## TASK DIRECTIONS
Restate the entries below exactly. Images are not part of the copy.

## EXCERPTED DATA
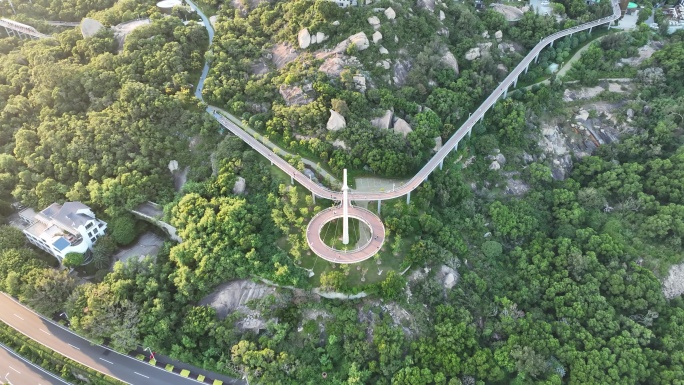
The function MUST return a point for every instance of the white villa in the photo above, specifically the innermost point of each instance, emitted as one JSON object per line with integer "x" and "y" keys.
{"x": 62, "y": 229}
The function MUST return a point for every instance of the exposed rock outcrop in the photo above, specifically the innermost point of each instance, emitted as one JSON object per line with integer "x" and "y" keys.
{"x": 304, "y": 38}
{"x": 294, "y": 95}
{"x": 336, "y": 121}
{"x": 390, "y": 14}
{"x": 239, "y": 186}
{"x": 360, "y": 82}
{"x": 450, "y": 60}
{"x": 473, "y": 53}
{"x": 384, "y": 121}
{"x": 360, "y": 41}
{"x": 401, "y": 127}
{"x": 438, "y": 144}
{"x": 374, "y": 21}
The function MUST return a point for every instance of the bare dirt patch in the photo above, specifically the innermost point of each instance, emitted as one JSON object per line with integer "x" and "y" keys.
{"x": 233, "y": 296}
{"x": 283, "y": 53}
{"x": 511, "y": 13}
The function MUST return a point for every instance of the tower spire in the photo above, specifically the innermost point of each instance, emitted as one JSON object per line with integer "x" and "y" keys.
{"x": 345, "y": 209}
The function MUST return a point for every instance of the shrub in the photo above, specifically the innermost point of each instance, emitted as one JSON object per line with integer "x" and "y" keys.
{"x": 73, "y": 260}
{"x": 123, "y": 229}
{"x": 492, "y": 249}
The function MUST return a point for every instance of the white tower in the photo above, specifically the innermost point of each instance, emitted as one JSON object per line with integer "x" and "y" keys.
{"x": 345, "y": 209}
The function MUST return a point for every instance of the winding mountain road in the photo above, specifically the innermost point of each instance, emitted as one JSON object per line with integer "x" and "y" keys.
{"x": 77, "y": 348}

## TASK SOLUTION
The function MUST return a point for every instance of the white villa in the photo above, specifically the innermost point of each instance, emitted as one JSON object per line with integer "x" and "y" keys.
{"x": 62, "y": 229}
The function MUST return a point for every instance of the exposed rock outcrop in the photo above, specifically the innermost point of each instance, emitted as one JSON object per line with integer "x" and "y" keys.
{"x": 304, "y": 38}
{"x": 294, "y": 95}
{"x": 336, "y": 121}
{"x": 390, "y": 14}
{"x": 239, "y": 186}
{"x": 360, "y": 82}
{"x": 450, "y": 60}
{"x": 473, "y": 53}
{"x": 384, "y": 121}
{"x": 360, "y": 41}
{"x": 401, "y": 127}
{"x": 438, "y": 144}
{"x": 374, "y": 21}
The function MUST return a point for every instance of the bare dirt patch in the photo above, specifically the innermost point of each instance, emitted as one JSON object per line with integer "x" and "y" keys.
{"x": 233, "y": 296}
{"x": 283, "y": 53}
{"x": 511, "y": 13}
The function MUST return a point for every instance of the tower spire in the photo above, specifically the innermost point of each instance, emitted as one JSON object per line with integer "x" and "y" keys.
{"x": 345, "y": 209}
The function MUST return a point for every instance of the shrub in the photo above, specifically the innermost point of each instance, emitted as one JSON object per line with integer "x" and "y" keys.
{"x": 73, "y": 260}
{"x": 123, "y": 229}
{"x": 492, "y": 249}
The function MUST return a point for every instance of the white tower in the photo above, specifically the innermost point of each instance, emitted as one JSON object per line with integer "x" and "y" keys.
{"x": 345, "y": 209}
The function MUST return a point for every instance of the winding mountain road in the photo above, specifically the innermost point of each instance, emitted as one JSON object per line with integer "x" and "y" keys.
{"x": 77, "y": 348}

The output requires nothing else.